_Directions for this task:_ Repeat every line of the following material exactly.

***

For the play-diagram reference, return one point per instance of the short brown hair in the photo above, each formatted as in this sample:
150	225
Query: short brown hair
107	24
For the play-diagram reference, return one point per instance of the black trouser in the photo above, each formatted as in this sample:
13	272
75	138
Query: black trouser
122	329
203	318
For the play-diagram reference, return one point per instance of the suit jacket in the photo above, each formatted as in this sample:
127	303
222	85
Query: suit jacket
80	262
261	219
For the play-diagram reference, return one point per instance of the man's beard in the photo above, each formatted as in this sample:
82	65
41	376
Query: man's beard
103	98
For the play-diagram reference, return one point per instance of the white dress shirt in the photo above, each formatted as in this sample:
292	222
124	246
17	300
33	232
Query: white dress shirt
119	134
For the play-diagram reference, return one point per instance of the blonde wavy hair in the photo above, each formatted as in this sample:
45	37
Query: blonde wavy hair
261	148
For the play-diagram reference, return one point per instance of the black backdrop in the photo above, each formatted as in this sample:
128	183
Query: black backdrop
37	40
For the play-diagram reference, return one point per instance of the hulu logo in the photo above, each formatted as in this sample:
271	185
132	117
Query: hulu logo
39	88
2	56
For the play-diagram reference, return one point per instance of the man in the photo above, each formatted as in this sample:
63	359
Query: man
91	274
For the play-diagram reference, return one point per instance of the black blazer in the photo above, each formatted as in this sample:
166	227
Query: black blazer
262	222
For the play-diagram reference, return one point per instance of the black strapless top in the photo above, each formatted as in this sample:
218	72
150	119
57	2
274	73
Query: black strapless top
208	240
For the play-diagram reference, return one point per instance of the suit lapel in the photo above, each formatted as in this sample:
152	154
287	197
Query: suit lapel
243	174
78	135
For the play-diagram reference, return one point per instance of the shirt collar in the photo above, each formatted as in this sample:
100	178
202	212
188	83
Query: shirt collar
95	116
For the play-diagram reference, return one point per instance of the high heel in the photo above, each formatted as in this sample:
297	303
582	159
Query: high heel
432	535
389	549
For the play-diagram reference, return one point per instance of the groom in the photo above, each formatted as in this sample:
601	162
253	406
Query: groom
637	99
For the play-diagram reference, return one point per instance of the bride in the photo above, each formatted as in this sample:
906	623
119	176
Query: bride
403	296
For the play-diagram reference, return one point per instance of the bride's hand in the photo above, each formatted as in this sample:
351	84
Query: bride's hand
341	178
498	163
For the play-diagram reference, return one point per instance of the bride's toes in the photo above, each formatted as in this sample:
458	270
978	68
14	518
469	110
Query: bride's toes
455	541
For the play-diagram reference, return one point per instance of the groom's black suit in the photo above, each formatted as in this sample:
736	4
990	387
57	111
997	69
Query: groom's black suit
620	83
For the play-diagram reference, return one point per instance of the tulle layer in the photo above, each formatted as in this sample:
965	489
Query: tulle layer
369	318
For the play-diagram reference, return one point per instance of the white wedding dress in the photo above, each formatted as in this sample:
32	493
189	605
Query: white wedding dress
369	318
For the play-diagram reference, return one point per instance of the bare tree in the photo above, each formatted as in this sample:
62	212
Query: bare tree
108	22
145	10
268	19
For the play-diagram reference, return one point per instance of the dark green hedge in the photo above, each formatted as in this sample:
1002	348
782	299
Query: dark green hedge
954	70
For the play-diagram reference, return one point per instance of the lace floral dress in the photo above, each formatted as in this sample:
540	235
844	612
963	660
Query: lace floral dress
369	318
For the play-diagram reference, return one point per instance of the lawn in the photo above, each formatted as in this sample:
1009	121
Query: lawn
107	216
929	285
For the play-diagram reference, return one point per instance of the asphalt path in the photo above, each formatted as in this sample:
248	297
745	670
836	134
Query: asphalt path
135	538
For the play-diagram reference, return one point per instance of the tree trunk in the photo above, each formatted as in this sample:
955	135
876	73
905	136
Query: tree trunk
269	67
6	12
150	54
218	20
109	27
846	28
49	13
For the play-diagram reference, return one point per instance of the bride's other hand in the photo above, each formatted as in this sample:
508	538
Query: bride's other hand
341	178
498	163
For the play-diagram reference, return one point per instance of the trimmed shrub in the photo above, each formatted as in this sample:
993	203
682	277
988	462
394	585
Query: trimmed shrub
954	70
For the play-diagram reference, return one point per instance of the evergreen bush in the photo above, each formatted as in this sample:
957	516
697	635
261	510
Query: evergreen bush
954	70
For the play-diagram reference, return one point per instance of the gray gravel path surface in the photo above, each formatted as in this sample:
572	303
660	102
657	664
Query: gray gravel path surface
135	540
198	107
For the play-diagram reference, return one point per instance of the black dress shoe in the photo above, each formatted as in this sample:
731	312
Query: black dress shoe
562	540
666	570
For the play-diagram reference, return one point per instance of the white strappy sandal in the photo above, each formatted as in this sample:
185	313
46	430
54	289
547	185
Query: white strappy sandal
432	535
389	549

***

_Exercise solution:_
For the play-diagram reference, return one point per instance of the short brown hair in the photo above, each formatted as in this sample:
150	225
Query: short brown hair
107	24
For the play-diagram reference, return one point per instance of the black trouser in the photo above, each formatted as in this sample:
13	272
75	138
Query: black trouser
122	329
203	318
For the play-diagram reference, return one point per instance of the suit jacket in the photo above, each formatted as in this sample:
127	303
222	85
Query: suit jacket
80	262
261	219
For the play-diagram reference, return one point per instance of the man's beard in the photo above, each formatted as in this sample:
82	65
41	376
Query: man's beard
103	98
For the play-diagram reference, return one point per instance of the white dress shirt in the photo above, each formatted as in this sample:
292	222
124	246
17	300
33	232
Query: white dress shirt
119	134
For the play-diagram reference, return one point per instance of the blonde wavy hair in the photo above, each formatted as in this sample:
45	37
Query: blonde wavy hair
261	148
For the play-diagram reference, return one point per instance of the black backdrop in the photo above, each formatted as in this sample:
128	183
Query: black backdrop
37	40
For the play-diagram reference, return one point per instance of the hulu logo in the photo above, each formatted as in this sample:
271	185
132	117
Query: hulu logo
39	88
2	56
For the play-diagram reference, return one point per instance of the man in the photo above, each formatted as in this sample:
63	359
Query: man
91	274
For the play-diagram reference, return one point per instance of the black blazer in the photo above, each formatted as in this sample:
166	227
Query: black blazer
262	222
For the play-diagram reference, return one point per instance of the black strapless top in the photo above, each formatted as in this sample:
218	72
150	119
57	2
274	73
Query: black strapless top
208	240
For the play-diagram reference, return one point per instance of the suit lapel in the photo above, each formatted as in this sample:
152	154
287	197
Query: suit lapel
243	174
78	135
For the play-diagram reference, return one point per instance of the shirt collar in the photo above, each formatted as in this sample:
100	178
202	212
188	83
Query: shirt collar
95	116
For the play-diagram reference, return one point per instance of the high heel in the photo above, each formatted as in this sample:
297	303
582	159
Query: high heel
432	535
389	549
For the play-diagram reference, return one point per instance of the groom in the photo above, each formatted as in this sample:
601	162
253	406
Query: groom
637	99
For the play-diagram reference, return one point per instance of the bride in the photo above, each formatted as in this sample:
906	623
119	176
Query: bride
403	296
For the play-diagram reference, return one point per instance of the bride's hand in the photo above, each formatted as in this sample:
351	84
Query: bride's hand
341	178
498	163
For the play-diagram reference, return one point per instance of the bride's toes in the photo above, each formatted as in this sample:
458	270
978	68
14	518
469	110
Query: bride's toes
455	541
For the play-diagram reference, return one point per instance of the groom's black suit in the photo above, each formatted as in this sample:
736	4
990	387
57	111
997	69
Query: groom's black suit
620	83
For the play-diagram reference, return one point per instance of the tulle layer in the photo above, each formatted as in this sample:
965	489
Query: tulle layer
369	318
For the play-diagram reference, return one point per instance of the white wedding dress in the photo above, each formatted as in this sample:
32	493
189	605
Query: white wedding dress
369	318
For the play-diagram reference, return one point per instance of the bare tree in the photo above, each formatted as in this sample:
62	212
Query: bare tree
108	22
145	10
268	19
For the play-diagram reference, return one point per instance of the dark green hedge in the photo above, each formatted as in this sample:
1002	348
782	299
Query: dark green hedge
954	70
For the play-diagram reference, return one point per instance of the lace floral dress in the photo above, each formatted as in this sample:
540	235
844	612
963	660
Query: lace floral dress
369	318
For the play-diagram reference, return one point per instance of the lawn in the photo above, each formatted as in this sample:
1009	121
Query: lawn
107	216
929	285
For the play-diagram reference, return one point per instance of the asphalt path in the photo above, each formatted as in this sample:
248	297
745	670
836	134
Query: asphalt path
135	538
For the play-diagram reference, return one point per instance of the tree trunk in the photo above, each formatted as in this sample:
955	135
876	73
905	136
Query: tree trunk
269	67
6	12
150	54
218	20
109	27
846	28
49	13
For the play-diagram reference, return one point per instance of the bride's other hand in the photo above, each formatted as in this sample:
508	538
Query: bride's other hand
341	178
498	163
For the play-diagram reference, return one point per instance of the trimmed shrub in the photo above, each formatted as in this sample:
993	203
682	277
988	462
394	585
Query: trimmed shrub
954	70
For the play-diagram reference, return one point per instance of the evergreen bush in the photo above, each formatted as in this sample:
957	516
697	635
261	510
Query: evergreen bush
954	70
For the play-diagram reference, return one point per instance of the gray gravel path surface in the photo above, each formatted as in this sample:
572	303
660	102
657	664
Query: gray gravel path surface
135	540
198	107
For the play-diagram reference, return one point per instance of the black dress shoe in the photo above, each formatted as in this sample:
731	312
Query: black dress shoe
562	540
666	570
For the play-diagram reference, return one point per instance of the white strappy sandal in the photo above, each formatted as in this sample:
185	313
46	430
54	289
547	185
Query: white strappy sandal
432	535
389	549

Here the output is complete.